**Directive:** Print the lines from the one containing "If there is any drainage" through the one containing "[295,632,366,653]", both included, and only those lines, exactly as they appear.

**Data shown:**

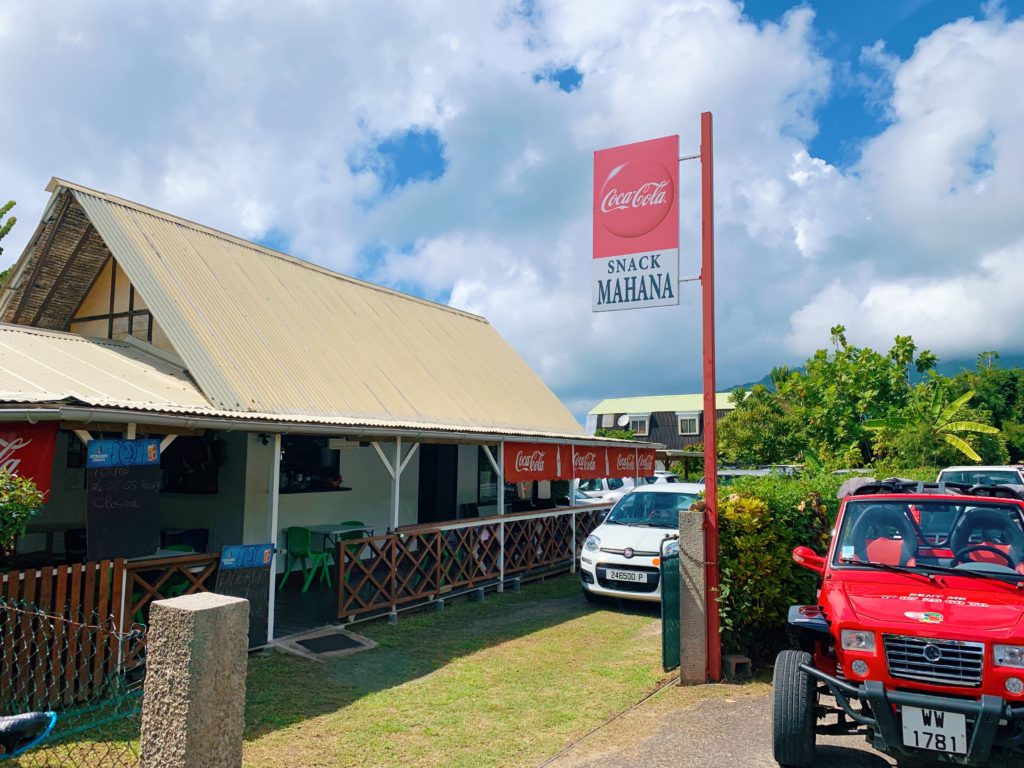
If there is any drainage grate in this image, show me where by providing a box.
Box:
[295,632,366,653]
...
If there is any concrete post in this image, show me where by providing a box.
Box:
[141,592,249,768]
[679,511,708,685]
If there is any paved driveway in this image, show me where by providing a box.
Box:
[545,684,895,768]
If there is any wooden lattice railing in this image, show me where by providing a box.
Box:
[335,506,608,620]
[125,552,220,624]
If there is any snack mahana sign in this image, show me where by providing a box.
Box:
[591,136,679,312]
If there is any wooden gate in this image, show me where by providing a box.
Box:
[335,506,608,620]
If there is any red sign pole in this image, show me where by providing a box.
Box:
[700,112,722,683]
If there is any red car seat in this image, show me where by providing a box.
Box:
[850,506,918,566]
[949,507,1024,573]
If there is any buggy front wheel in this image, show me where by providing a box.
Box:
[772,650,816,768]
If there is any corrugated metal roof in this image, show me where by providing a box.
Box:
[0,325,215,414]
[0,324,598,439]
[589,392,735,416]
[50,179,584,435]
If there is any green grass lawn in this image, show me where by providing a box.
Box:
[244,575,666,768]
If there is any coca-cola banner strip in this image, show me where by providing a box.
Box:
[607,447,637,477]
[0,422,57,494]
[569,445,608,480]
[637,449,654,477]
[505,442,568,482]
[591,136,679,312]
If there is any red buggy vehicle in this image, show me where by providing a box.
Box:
* * *
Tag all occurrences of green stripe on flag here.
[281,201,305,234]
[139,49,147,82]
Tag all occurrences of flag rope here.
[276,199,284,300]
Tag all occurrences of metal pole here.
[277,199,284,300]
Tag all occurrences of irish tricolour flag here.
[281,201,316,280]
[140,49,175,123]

**Result for this task:**
If there is any drainage grate in this image, show me where by providing a box.
Box:
[295,632,366,653]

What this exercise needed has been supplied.